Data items

◇ ◇ ◇ ◇

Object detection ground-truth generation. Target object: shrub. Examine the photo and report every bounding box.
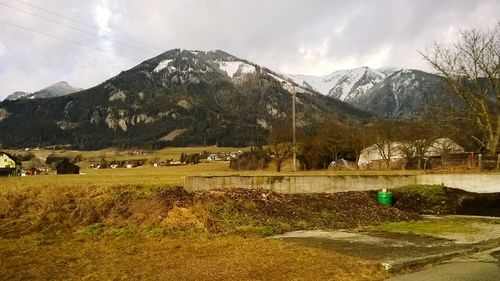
[230,148,270,170]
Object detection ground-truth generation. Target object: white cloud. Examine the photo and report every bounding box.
[93,0,112,33]
[0,44,5,57]
[363,46,392,68]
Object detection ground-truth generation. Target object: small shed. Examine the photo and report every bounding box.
[56,159,80,174]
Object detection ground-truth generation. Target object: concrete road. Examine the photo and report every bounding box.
[387,262,500,281]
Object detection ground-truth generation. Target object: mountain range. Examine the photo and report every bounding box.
[0,49,372,149]
[0,49,453,149]
[285,67,447,117]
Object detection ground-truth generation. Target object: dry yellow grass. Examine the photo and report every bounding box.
[0,158,428,191]
[0,162,231,189]
[0,148,419,281]
[0,234,388,281]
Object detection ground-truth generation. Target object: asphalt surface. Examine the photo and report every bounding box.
[386,262,500,281]
[275,230,477,270]
[276,216,500,277]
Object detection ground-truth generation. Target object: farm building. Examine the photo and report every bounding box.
[0,151,22,176]
[358,142,405,170]
[56,159,80,174]
[358,138,464,169]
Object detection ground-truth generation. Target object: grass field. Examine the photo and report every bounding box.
[0,233,388,281]
[2,146,496,280]
[0,152,402,281]
[1,144,428,190]
[0,178,393,281]
[1,163,428,190]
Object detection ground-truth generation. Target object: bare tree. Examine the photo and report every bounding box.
[299,135,327,170]
[321,120,351,163]
[347,124,372,165]
[366,120,401,170]
[397,119,439,169]
[268,125,293,172]
[422,26,499,155]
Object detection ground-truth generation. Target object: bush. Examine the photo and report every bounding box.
[230,148,270,170]
[13,152,35,161]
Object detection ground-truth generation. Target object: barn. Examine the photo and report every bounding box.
[56,159,80,174]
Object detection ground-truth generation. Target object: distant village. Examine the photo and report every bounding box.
[0,149,245,177]
[1,136,498,178]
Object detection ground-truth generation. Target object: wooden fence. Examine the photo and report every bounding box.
[426,152,500,170]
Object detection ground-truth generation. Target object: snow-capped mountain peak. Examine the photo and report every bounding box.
[149,49,312,95]
[286,66,386,103]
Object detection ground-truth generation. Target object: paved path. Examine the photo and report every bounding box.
[386,262,500,281]
[275,230,477,270]
[275,217,500,272]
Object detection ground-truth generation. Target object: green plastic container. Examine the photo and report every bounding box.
[377,191,393,206]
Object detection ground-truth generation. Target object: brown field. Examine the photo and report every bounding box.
[2,146,496,280]
[0,148,411,281]
[0,234,387,281]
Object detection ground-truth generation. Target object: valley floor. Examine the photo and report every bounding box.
[0,170,415,281]
[1,152,498,281]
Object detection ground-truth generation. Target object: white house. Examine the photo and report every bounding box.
[207,154,223,162]
[0,151,22,176]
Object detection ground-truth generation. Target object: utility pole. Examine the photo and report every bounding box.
[292,84,297,172]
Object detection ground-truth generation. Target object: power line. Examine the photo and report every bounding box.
[0,19,142,61]
[14,0,162,51]
[0,1,158,56]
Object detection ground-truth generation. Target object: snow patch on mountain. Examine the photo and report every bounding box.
[4,91,29,101]
[266,72,313,95]
[154,59,173,72]
[216,60,255,78]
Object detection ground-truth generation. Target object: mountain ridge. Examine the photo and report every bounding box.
[0,49,371,149]
[286,66,450,117]
[287,66,390,103]
[4,81,83,101]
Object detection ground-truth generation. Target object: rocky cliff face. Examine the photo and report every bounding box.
[288,67,455,118]
[352,69,448,118]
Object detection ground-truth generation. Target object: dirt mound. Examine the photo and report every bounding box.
[101,188,418,235]
[0,185,430,238]
[195,188,418,229]
[386,185,500,216]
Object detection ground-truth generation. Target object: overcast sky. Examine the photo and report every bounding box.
[0,0,498,99]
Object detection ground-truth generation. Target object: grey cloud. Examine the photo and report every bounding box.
[0,0,498,99]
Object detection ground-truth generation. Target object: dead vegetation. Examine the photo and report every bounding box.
[0,234,388,281]
[0,184,399,281]
[0,185,418,238]
[3,183,497,280]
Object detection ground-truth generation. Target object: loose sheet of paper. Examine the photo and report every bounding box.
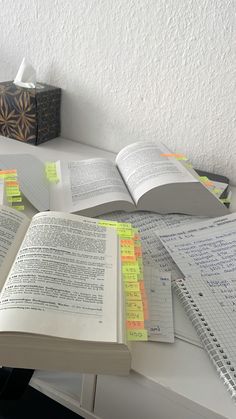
[144,267,174,342]
[158,213,236,366]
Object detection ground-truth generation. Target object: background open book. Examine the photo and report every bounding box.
[0,141,229,217]
[0,206,130,375]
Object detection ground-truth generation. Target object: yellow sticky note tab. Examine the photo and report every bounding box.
[126,311,144,321]
[184,162,193,168]
[127,329,148,341]
[117,229,134,238]
[116,222,132,229]
[126,301,143,311]
[7,196,22,203]
[121,247,135,256]
[6,190,21,197]
[123,273,138,282]
[220,198,231,204]
[122,264,140,274]
[45,162,59,183]
[125,291,142,301]
[13,205,24,211]
[176,156,188,161]
[98,220,118,227]
[124,282,140,291]
[213,188,222,194]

◇ ◇ ◇ ◇

**TASK**
Without changing a word, transcribe all of the data and omit its images.

**RESULT OF THIS TASK**
Object detection ground-truth generation. Target object: shrub. Examine the photo and report every bounding box.
[230,148,270,170]
Object detection ground-truth generation. Target object: white cloud. Examine the photo and report every bounding box.
[93,0,112,33]
[0,44,5,57]
[363,46,392,68]
Object detection ground-truth generation. Target object: small shed. Examine the photo and report every bounding box.
[56,159,80,174]
Object detection ground-truth generation. Target object: concrete road. Examine the photo and report every bounding box.
[387,262,500,281]
Object detection ground-truth generation. Target object: mountain range. Examine the photo and report every bounding box.
[0,49,372,149]
[0,49,453,149]
[285,67,447,117]
Object detection ground-truth generation. Target object: dry yellow grass. Examine the photo and report every bounding box.
[0,158,428,191]
[0,162,231,189]
[0,148,419,281]
[0,234,388,281]
Object detection ground-truth generation. Target object: asphalt surface. Examine the photo and report every bounding box.
[386,262,500,281]
[275,230,477,270]
[276,216,500,277]
Object detection ground-truth generation. Target object: farm building. Examine the photo and report every bounding box.
[0,151,22,176]
[358,142,405,170]
[56,159,80,174]
[358,138,464,169]
Object detection ground-truth generation. Target object: grass field. Examine the photo and report every bounding box.
[0,233,388,281]
[2,146,496,280]
[0,152,402,281]
[1,144,428,190]
[0,178,393,281]
[1,163,428,190]
Object detection ground-truth generation. Target object: bare tree. Examine the photo and report every bounding box.
[299,135,327,170]
[321,120,351,163]
[347,124,372,165]
[366,120,401,170]
[397,119,439,169]
[268,125,293,172]
[422,26,499,155]
Object detection ground-truth generation. Target object: bush. Examine the photo and report every bounding box.
[230,148,270,170]
[13,152,35,161]
Object detection ground-truth generation. Target object: barn. Examine the photo and report every bounding box.
[56,159,80,174]
Object detection ground-truth generation. Target object: distant village. Examine the photo and report every bounding box.
[0,149,245,177]
[1,136,498,178]
Object detection ground-truth generation. Target object: wooden fence. Examine the photo and report every bounding box.
[426,152,500,170]
Object detection ground-truth generation. Target object: snow-capped mountain peak. Examine the photo and report every bounding box.
[149,49,312,95]
[286,66,386,103]
Object detection ground-truth generation. Target object: paved path. Examine the photo and report every bounding box.
[386,262,500,281]
[275,230,477,270]
[275,217,500,272]
Object detection ground-truth generation. Target object: green plastic container. Examine the photo and report every bounding box.
[377,191,393,206]
Object detection ground-truth generation. Target object: brown field. Examine the photo and report every bounding box.
[2,146,496,280]
[0,148,411,281]
[0,234,387,281]
Object detection ground-truth generation. Target object: valley floor. Examine the photo and report every bounding box.
[0,170,415,281]
[1,152,498,281]
Object detection ground-truth generation. Target object: white house. Examine the photo and report every bounding box.
[207,154,223,162]
[0,151,22,176]
Object detection ground-truth generation. Target object: utility pole. Examine the photo and report every bounding box.
[292,84,297,172]
Object detection ground-truth generation. Target object: power line. Examine the photo and report every bounding box.
[0,19,142,61]
[14,0,162,51]
[0,1,158,56]
Object detection ground-truth generation. Target object: snow patch on mountain. Examine the photo and report every bounding box.
[4,91,29,101]
[266,72,313,95]
[154,59,173,72]
[216,60,255,78]
Object detection ground-truth generation. Target object: mountain ridge. Examine the photo and report every bounding box.
[0,49,371,149]
[286,66,450,117]
[287,66,390,103]
[4,81,83,101]
Object detection ground-truth generation. Target object: rocky cliff face. Examine the photo and report every bounding box.
[288,67,455,118]
[352,69,448,118]
Object detection ground-truth generation. Target object: dirt mound. Examine the photo and report every bounding box.
[101,188,418,235]
[0,185,430,238]
[195,188,418,229]
[386,185,500,216]
Object detection ground-truth generation. Target object: overcast sky. Examine the photo and report every bounding box.
[0,0,498,99]
Object detection ground-truth generation. Target object: grey cloud. Examine the photo and report every bounding box.
[0,0,498,99]
Object detection ground-truth generation. Target object: dead vegetation. Examine the photo and report every bounding box.
[0,234,388,281]
[0,184,399,281]
[0,185,418,238]
[3,183,497,280]
Object detection ground-truth generation. Target object: loose sheet of paper. Examine the photo and report every bounding box.
[144,267,174,342]
[158,213,236,366]
Object detection ground-truth generation. Target object: background open book. Examine the photo and report every bounding box.
[0,141,229,217]
[0,206,130,375]
Object detection ground-truth generation. Target object: yellow sticky note tab. Examine the photo and report every bounding box.
[126,311,144,321]
[184,162,193,168]
[127,329,148,341]
[117,229,134,238]
[116,222,132,229]
[126,301,143,311]
[7,196,22,203]
[121,247,135,256]
[6,190,21,197]
[123,273,138,282]
[220,198,231,204]
[122,264,140,274]
[45,162,59,183]
[125,291,142,301]
[13,205,24,211]
[176,156,188,161]
[98,220,118,227]
[124,282,140,291]
[213,188,222,194]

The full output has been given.